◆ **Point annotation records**
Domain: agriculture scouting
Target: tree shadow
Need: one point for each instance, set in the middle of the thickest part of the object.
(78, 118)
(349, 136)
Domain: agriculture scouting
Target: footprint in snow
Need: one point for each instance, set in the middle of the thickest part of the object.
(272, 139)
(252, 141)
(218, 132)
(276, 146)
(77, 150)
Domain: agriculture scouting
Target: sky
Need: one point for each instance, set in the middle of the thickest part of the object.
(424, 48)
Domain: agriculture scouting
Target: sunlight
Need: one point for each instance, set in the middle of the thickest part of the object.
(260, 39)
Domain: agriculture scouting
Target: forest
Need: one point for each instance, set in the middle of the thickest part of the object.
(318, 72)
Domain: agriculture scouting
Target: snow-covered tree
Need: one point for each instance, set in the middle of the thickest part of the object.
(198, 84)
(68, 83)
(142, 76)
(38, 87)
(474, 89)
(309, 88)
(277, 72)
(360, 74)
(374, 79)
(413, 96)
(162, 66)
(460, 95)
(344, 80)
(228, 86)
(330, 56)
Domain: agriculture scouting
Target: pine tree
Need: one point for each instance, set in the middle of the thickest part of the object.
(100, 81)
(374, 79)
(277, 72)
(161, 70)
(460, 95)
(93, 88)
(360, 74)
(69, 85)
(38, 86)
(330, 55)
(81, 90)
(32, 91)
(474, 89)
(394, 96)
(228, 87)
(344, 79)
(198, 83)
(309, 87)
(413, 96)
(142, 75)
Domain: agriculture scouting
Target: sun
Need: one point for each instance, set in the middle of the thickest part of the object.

◆ **Given instruction**
List each line of the items above that contains the word "snow", copying every such line in full.

◆ **Result of this exercise**
Target: footprint in snow
Target: snow-covered tree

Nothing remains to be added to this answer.